(Exercise set)
a) From the Hillrom–Baxter announcement below, list the product areas named as making up Baxter's existing portfolio.
b) In the Hillrom–Baxter announcement below, rewrite the paragraph beginning "By joining Baxter" as a short bulleted list that keeps its main facts.
c) Continue the Hillrom–Baxter announcement below from its last sentence.
─── Exercise passage
Hillrom to Continue Advancing Connected Care™ as Part of Baxter; Combination to Transform the Global Healthcare Landscape
Thursday, September 2, 2021
We are excited to announce that in the coming months, Hillrom and Baxter – two names that have been part of the worldwide healthcare landscape for more than 90 years – will be coming together to better serve customers, patients and the global health community.
Our goal is simple – advancing the next generation of transformative healthcare innovations – and our larger scale, innovation capabilities, talent and resources will accelerate our transformation.
By joining Baxter, we will add complementary businesses to its industry-leading portfolio of critical care, nutrition, renal, hospital and surgical products. The combined company will be able to provide a broader array of medical products and services to patients and clinicians across the care continuum and around the world, facilitating the delivery of healthcare that is patient- and customer-centered, and focused on improving clinical outcomes.
We will also be combining organizations with similar values, a shared focus on creating cultures of inclusivity, innovation, and corporate responsibility.
This is truly a win-win for all our stakeholders – employees will benefit from being part of a larger, stronger company with accelerated growth opportunities, patients and their caregivers will benefit from our ability to advance connected care as part of Baxter, and our shareholders receive a significant and immediate premium for their investment.
──────
─── Provided information
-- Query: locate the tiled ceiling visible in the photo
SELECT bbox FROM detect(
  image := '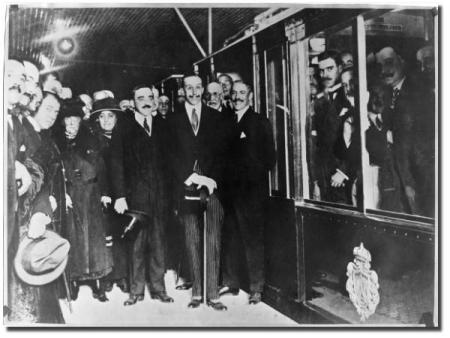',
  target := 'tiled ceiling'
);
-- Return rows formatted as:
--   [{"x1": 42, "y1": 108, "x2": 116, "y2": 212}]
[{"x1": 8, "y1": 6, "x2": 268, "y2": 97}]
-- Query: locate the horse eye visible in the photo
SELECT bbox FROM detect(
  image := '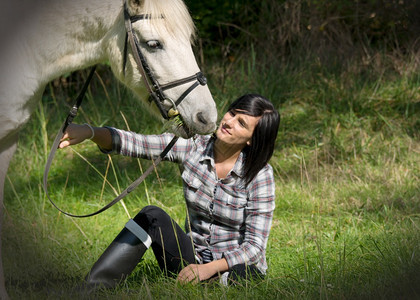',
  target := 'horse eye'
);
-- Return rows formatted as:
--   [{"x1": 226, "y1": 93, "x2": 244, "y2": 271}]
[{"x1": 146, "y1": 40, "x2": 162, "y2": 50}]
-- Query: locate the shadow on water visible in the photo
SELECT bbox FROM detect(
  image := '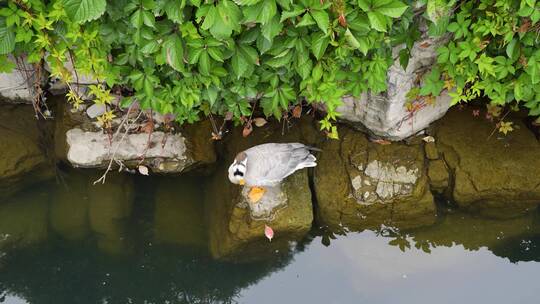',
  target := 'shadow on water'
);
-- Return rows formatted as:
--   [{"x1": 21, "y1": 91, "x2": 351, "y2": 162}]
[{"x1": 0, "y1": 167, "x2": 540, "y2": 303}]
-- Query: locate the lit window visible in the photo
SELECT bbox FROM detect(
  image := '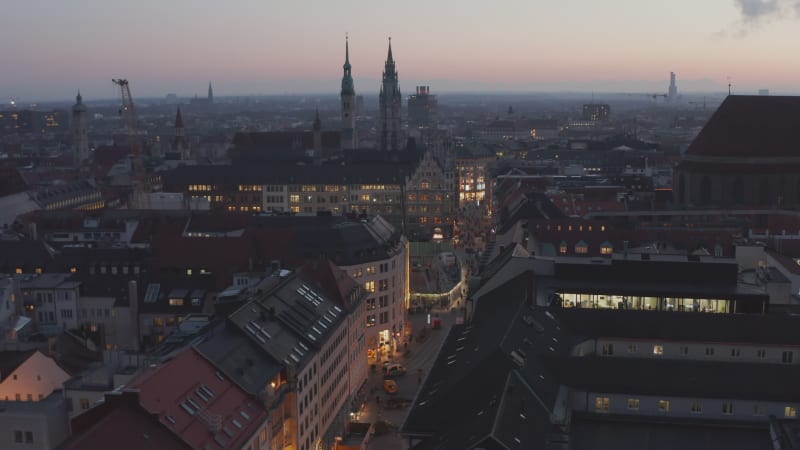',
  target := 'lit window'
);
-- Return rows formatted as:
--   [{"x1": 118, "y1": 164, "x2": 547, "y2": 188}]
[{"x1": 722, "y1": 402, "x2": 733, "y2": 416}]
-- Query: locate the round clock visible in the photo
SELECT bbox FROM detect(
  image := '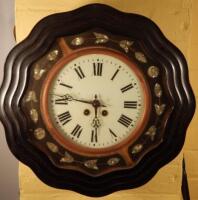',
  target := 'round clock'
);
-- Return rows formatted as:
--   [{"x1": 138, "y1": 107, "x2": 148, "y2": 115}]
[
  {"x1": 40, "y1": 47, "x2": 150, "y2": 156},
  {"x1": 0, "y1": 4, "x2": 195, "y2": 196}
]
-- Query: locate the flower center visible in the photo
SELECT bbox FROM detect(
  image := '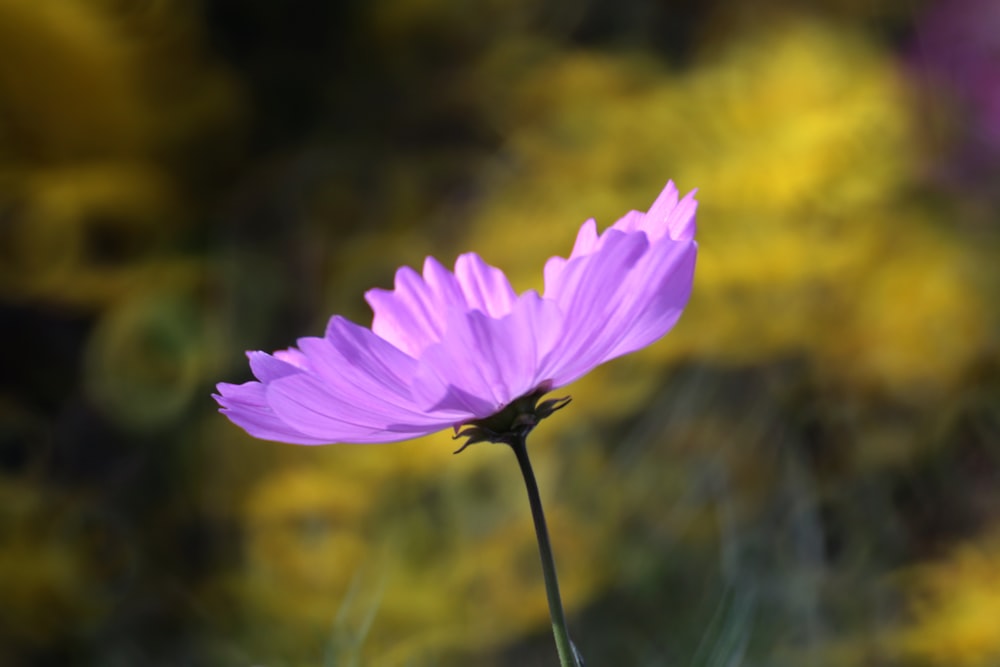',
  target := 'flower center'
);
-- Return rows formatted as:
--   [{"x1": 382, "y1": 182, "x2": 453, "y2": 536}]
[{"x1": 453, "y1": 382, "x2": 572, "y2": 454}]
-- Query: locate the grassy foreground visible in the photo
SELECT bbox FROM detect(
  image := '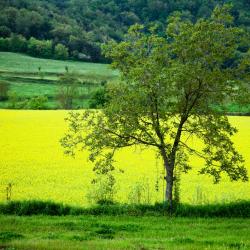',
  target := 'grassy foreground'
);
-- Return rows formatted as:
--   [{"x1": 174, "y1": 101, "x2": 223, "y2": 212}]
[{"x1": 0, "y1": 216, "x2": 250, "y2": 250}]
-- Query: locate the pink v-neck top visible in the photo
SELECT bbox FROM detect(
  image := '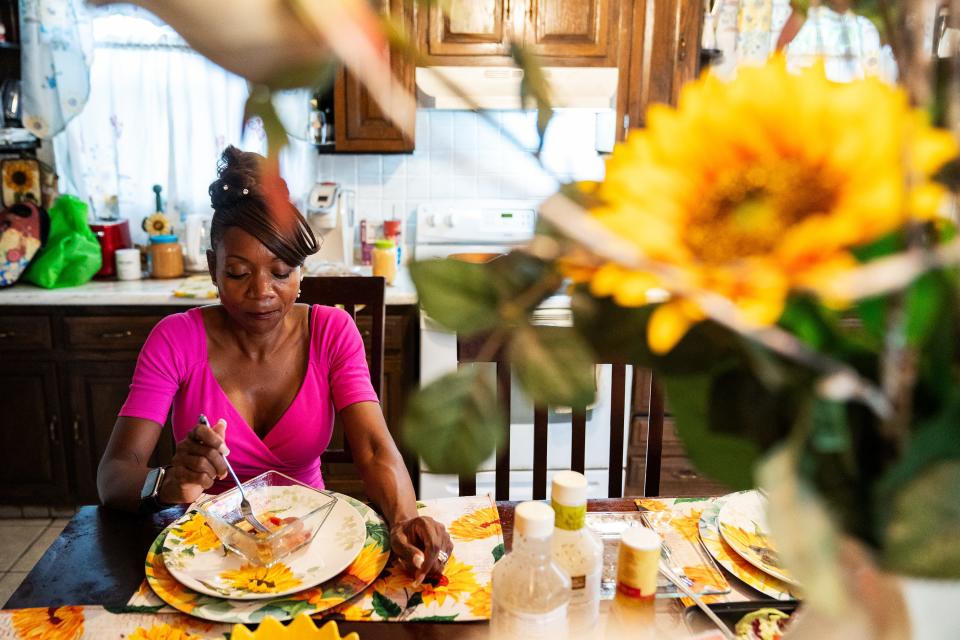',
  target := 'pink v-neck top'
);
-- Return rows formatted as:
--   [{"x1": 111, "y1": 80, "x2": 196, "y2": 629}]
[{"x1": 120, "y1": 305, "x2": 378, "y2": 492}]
──────
(Answers to the exercises)
a)
critical care
nutrition
renal
hospital
surgical

b)
- Hillrom will add complementary businesses to Baxter's portfolio of critical care, nutrition, renal, hospital and surgical products.
- The combined company will offer a broader range of medical products and services to patients and clinicians across the care continuum and around the world.
- This will support healthcare that is patient- and customer-centered and focused on improving clinical outcomes.

c)
The transaction is subject to the approval of Hillrom shareholders and the satisfaction of other customary closing conditions, including regulatory approvals. For the time being, our companies remain separate and will continue to serve customers and patients through our existing channels. Please continue to work with the Hillrom team as you do today. It’s business as usual, and we’ll keep you updated as we move forward. We expect the transaction to close by early 2022.
You can read more about our combination in the press release on our website. If you have questions, please reach out to your Hillrom contact.
Additional Information About the Merger and Where to Find It
This communication relates to the proposed transaction involving Hillrom. This communication is not intended to and does not constitute an offer to sell or the solicitation of an offer to subscribe for or buy or an invitation to purchase or subscribe for any securities or the solicitation of any vote or approval in any jurisdiction, nor shall there be any sale, issuance or transfer of securities in any jurisdiction in contravention of applicable law. In connection with the proposed transaction, Hillrom will file relevant materials with the U.S. Securities and Exchange Commission (the “SEC”), including Hillrom’s proxy statement on Schedule 14A (the “Proxy Statement”). This communication is not a substitute for the Proxy Statement or any other document that Hillrom may file with the SEC or send to its shareholders in connection with the proposed transaction. BEFORE MAKING ANY VOTING DECISION, SHAREHOLDERS OF HILLROM ARE URGED TO READ ALL RELEVANT DOCUMENTS FILED OR TO BE FILED WITH THE SEC, INCLUDING THE PROXY STATEMENT, WHEN THEY BECOME AVAILABLE BECAUSE THEY WILL CONTAIN IMPORTANT INFORMATION ABOUT THE PROPOSED TRANSACTION. Investors and security holders will be able to obtain the documents (when available) free of charge at the SEC’s website, www.sec.gov, or by visiting Hillrom’s investor relations website, https://ir.hill-rom.com/ir-home/default.aspx.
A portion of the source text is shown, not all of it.